* [WHAT YOU HAVE TO DO]:
Can you reproduce all of the data below, requests included, with every coordinate in the answers scaled up by a factor of 2 and rounded to a whole number, halves rounding up?

* [RECORDED DATA]:
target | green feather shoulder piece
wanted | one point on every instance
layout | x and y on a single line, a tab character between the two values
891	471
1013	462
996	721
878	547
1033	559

* [ANSWER TO THIS PROBLEM]:
target | green feather shoulder piece
wanted | one point on every instance
layout | x and y on a single line, a tab character between the two values
1782	942
2026	924
1992	1442
1756	1094
2066	1118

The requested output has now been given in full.